### TASK DIRECTIONS
Lines from the one containing "Query: sunlit grass" through the end of the data below are to be transcribed exactly; leave out all others.

+++ EXERCISE MATERIAL +++

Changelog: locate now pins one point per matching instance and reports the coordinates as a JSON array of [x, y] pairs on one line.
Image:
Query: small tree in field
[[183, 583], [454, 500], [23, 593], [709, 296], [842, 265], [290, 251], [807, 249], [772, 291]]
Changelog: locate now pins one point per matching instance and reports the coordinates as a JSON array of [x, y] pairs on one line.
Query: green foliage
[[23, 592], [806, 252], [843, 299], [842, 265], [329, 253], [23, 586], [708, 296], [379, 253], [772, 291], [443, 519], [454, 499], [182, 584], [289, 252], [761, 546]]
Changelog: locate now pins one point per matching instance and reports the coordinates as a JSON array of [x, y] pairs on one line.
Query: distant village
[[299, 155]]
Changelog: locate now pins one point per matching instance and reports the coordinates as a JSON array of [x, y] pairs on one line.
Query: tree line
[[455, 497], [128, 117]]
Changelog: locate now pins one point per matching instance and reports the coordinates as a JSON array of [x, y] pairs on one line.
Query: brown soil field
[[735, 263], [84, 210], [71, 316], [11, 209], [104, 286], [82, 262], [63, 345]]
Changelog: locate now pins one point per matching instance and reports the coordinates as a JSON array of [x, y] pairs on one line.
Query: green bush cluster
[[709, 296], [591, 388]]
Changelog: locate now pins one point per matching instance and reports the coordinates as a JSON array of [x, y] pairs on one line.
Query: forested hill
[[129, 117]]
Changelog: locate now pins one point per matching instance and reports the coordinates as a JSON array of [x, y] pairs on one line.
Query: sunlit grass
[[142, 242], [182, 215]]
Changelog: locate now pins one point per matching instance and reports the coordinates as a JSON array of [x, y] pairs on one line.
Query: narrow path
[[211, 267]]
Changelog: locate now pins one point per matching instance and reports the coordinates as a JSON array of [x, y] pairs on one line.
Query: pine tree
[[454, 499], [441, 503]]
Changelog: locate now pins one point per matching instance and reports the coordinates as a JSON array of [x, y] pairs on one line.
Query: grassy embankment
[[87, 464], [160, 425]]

+++

### RESULT
Query: sunlit grass
[[142, 242], [182, 215]]
Changelog: locate now pins one point per matching instance and reports the coordinates as a JSON array of [x, y] pairs on one line.
Query: narrow path
[[211, 267]]
Changelog: locate now pins one point per matching instance and reports the coordinates as a JSON array of [x, y] pairs on one line.
Query: pine tree
[[454, 499], [441, 503]]
Changelog: locate now pins one point per matching instance and reports the coordinates as a JSON array of [x, y] pairs on one line.
Query: grassy embankment
[[87, 464], [160, 425]]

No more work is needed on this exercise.